• [What is expected]: Update the lines from the start of the material through the line with "[0,0,300,87]" by changing "point out" to "show" and leaving everything else unchanged.

____ Record excerpts

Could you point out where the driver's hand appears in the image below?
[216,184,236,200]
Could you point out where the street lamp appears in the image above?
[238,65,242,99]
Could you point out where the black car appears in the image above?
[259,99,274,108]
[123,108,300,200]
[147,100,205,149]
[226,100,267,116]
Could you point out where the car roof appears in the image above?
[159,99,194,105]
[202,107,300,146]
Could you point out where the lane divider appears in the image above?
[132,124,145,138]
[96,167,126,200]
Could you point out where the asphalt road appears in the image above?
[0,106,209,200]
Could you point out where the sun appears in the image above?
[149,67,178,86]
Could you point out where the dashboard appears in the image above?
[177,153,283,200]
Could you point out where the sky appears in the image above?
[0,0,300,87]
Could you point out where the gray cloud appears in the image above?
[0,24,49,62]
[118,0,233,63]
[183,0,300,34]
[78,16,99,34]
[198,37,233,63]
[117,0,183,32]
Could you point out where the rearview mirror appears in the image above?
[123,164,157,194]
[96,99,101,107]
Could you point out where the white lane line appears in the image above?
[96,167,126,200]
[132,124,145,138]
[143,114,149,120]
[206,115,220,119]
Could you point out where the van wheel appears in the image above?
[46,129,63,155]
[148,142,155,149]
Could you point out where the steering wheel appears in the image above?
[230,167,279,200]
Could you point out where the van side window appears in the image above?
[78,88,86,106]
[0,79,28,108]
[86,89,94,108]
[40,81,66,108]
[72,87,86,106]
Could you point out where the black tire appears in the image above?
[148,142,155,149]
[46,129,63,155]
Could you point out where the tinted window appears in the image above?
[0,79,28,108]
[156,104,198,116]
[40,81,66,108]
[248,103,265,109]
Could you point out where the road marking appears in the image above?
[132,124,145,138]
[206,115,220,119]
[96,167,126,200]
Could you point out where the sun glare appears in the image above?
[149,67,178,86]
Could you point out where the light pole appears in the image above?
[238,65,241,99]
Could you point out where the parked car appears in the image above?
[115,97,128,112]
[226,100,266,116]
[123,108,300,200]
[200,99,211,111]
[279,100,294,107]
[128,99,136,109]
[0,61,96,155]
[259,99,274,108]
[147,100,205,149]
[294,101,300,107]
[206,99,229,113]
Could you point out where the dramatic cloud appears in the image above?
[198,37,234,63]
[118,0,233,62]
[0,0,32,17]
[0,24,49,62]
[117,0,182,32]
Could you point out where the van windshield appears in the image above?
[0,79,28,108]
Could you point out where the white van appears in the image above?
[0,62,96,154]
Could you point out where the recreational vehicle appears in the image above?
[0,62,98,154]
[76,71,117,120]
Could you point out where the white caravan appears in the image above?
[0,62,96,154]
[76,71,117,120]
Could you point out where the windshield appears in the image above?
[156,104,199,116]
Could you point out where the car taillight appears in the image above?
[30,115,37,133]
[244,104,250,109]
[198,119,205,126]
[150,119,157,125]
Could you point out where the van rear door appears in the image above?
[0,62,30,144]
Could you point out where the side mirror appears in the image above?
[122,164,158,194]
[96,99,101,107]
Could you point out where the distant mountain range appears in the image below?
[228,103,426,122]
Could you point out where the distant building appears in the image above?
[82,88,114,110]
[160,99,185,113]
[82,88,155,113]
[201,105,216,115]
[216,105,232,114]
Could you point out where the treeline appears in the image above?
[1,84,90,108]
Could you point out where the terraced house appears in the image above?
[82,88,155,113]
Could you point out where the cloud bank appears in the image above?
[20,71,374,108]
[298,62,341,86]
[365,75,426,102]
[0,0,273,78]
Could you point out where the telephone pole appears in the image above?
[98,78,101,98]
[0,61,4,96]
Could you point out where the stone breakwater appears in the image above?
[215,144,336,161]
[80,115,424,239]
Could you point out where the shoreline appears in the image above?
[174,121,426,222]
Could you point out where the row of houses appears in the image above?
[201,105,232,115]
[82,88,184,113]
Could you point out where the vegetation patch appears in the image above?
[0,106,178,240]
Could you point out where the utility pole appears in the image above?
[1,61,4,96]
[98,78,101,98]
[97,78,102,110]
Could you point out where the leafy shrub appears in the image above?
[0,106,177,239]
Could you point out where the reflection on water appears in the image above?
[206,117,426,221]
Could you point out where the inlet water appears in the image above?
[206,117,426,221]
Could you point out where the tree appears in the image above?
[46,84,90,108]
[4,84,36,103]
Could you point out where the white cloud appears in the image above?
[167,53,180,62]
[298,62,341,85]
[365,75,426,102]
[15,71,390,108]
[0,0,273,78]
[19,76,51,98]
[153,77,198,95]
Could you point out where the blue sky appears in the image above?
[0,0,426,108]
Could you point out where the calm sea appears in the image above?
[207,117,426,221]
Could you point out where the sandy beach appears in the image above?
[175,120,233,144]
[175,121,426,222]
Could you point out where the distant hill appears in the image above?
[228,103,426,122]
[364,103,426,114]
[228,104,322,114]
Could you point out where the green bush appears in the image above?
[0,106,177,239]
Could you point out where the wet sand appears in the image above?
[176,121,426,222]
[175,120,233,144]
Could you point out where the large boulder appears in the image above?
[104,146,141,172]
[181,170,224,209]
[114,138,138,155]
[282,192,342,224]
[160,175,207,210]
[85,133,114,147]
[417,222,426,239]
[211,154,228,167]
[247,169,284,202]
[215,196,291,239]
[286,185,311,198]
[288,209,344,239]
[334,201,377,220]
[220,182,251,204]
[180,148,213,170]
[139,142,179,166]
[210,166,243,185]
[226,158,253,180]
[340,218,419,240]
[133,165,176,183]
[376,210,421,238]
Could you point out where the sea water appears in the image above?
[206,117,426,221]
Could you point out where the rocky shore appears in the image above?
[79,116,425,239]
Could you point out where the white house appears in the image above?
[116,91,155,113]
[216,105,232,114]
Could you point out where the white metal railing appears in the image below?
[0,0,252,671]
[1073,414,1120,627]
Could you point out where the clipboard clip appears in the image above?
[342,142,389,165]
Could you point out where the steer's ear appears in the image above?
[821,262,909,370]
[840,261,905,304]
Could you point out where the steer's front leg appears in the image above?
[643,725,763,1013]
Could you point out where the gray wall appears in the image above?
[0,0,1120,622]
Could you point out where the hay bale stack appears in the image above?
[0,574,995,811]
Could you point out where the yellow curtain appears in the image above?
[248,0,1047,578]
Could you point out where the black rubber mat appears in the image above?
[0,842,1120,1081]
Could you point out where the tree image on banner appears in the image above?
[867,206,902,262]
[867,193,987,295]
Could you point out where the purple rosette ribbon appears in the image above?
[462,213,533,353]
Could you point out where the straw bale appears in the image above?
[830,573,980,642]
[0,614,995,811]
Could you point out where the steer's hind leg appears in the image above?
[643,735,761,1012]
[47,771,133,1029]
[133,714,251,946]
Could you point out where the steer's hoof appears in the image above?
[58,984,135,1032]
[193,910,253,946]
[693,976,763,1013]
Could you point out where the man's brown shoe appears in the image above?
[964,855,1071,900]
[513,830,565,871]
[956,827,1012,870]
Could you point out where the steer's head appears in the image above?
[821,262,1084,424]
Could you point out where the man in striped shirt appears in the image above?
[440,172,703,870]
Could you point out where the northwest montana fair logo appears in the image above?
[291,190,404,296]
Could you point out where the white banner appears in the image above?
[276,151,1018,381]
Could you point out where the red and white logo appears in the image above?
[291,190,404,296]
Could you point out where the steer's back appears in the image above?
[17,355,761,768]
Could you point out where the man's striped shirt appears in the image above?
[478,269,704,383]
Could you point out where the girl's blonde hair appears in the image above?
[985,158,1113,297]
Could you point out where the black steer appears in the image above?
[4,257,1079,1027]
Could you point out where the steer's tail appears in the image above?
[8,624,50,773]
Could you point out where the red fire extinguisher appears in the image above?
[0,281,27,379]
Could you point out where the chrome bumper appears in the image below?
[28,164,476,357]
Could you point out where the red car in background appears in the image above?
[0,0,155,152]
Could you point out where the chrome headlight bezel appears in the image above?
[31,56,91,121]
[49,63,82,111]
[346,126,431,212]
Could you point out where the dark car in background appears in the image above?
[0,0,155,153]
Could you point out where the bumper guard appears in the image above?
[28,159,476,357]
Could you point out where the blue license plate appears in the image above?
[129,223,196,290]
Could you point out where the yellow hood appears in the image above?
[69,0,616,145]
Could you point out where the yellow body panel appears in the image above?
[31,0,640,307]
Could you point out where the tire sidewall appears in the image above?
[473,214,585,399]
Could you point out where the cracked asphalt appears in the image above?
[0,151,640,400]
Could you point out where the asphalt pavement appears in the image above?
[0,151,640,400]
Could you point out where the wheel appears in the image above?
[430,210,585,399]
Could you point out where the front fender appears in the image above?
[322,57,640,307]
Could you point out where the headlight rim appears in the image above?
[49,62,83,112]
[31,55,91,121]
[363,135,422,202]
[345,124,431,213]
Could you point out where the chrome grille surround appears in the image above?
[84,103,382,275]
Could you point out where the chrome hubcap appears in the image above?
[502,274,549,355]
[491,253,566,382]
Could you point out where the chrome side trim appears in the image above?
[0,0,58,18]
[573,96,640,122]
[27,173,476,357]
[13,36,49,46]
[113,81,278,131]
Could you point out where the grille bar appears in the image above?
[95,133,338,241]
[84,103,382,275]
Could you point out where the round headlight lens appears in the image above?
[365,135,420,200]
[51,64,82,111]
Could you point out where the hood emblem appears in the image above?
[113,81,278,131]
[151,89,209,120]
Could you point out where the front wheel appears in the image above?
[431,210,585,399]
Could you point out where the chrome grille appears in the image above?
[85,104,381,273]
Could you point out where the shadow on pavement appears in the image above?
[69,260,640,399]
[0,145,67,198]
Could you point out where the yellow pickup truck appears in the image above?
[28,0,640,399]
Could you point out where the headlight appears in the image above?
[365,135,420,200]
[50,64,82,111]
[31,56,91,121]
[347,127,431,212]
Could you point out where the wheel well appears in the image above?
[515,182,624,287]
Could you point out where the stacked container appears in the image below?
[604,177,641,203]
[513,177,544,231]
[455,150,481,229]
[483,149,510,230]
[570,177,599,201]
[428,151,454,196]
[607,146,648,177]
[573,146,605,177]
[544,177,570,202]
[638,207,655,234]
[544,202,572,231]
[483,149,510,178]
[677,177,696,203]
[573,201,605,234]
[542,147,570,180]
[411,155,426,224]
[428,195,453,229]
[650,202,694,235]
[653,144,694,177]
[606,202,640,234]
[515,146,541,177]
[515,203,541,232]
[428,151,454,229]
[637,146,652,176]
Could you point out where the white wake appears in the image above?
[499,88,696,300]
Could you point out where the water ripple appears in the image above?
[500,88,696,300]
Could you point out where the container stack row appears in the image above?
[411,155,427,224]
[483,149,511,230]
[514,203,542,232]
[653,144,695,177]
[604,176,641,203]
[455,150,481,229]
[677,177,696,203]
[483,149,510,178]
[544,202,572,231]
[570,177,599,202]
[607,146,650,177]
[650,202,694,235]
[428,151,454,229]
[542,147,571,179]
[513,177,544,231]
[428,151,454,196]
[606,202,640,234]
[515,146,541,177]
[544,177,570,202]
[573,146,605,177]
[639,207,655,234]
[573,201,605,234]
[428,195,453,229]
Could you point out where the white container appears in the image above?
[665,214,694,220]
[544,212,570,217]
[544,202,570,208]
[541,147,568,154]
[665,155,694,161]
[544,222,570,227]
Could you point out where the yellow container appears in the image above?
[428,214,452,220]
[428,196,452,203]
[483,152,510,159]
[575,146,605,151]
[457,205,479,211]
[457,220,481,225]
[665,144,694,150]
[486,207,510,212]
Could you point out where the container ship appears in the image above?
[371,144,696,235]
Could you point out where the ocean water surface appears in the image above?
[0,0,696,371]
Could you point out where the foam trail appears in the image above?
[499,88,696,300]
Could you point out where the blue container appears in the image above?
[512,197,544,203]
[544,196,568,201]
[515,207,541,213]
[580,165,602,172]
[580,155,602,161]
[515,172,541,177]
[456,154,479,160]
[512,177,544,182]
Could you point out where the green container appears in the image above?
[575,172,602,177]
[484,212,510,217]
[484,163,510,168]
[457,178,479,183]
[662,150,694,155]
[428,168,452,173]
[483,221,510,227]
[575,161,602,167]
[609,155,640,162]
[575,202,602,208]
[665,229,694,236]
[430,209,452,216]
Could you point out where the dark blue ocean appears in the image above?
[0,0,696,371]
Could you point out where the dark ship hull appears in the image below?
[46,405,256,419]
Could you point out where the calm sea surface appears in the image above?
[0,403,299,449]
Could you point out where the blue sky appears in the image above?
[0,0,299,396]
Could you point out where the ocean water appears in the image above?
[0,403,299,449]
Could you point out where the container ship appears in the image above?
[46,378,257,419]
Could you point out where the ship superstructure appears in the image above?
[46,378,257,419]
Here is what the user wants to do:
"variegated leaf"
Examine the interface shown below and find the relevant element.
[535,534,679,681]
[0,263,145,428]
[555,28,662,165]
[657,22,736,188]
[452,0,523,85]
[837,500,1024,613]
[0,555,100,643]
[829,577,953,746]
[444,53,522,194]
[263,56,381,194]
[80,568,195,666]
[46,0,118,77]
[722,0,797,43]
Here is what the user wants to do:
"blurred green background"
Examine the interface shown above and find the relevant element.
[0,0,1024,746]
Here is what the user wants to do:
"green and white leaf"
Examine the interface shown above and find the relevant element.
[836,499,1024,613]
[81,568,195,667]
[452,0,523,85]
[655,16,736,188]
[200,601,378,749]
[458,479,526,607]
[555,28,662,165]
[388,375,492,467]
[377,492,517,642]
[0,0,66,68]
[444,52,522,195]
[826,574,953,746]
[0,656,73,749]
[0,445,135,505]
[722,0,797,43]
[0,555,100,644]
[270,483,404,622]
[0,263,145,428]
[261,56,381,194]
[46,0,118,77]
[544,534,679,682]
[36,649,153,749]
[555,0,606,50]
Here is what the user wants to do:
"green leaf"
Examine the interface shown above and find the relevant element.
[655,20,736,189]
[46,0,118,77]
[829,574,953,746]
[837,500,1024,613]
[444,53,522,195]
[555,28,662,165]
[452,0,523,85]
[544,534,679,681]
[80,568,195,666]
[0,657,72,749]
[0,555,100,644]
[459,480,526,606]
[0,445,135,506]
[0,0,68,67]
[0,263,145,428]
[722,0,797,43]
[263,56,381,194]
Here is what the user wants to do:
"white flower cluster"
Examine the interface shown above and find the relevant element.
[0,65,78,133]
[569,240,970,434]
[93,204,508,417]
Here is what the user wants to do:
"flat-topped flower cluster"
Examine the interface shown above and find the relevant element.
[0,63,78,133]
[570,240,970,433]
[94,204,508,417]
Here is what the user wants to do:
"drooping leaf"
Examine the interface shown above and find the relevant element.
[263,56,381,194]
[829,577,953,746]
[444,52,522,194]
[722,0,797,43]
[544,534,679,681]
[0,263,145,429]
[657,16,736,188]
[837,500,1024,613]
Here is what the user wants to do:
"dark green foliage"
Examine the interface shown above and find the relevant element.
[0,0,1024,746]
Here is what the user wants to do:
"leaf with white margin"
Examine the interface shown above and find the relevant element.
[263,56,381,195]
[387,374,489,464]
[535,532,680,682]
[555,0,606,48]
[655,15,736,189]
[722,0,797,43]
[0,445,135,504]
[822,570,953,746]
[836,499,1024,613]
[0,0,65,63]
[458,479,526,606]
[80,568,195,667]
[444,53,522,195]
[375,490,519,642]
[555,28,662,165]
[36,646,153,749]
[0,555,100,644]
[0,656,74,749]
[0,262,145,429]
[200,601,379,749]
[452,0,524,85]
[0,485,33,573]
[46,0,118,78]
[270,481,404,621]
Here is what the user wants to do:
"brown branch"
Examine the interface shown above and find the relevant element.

________

• [Output below]:
Could you show where the driver's hand appears in the image below?
[216,184,236,200]
Could you show where the street lamp appears in the image above?
[238,65,242,99]
Could you show where the black car appears in the image above?
[259,99,274,108]
[123,108,300,200]
[147,100,205,149]
[226,100,267,116]
Could you show where the car roof appears in the image above?
[159,99,194,105]
[202,107,300,146]
Could you show where the lane divider appears in the image above?
[132,124,145,138]
[96,167,126,200]
Could you show where the asphalt road appears in the image above?
[0,106,209,200]
Could you show where the sun appears in the image above?
[149,67,178,86]
Could you show where the dashboard appears in the image above?
[177,153,283,200]
Could you show where the sky appears in the image above?
[0,0,300,87]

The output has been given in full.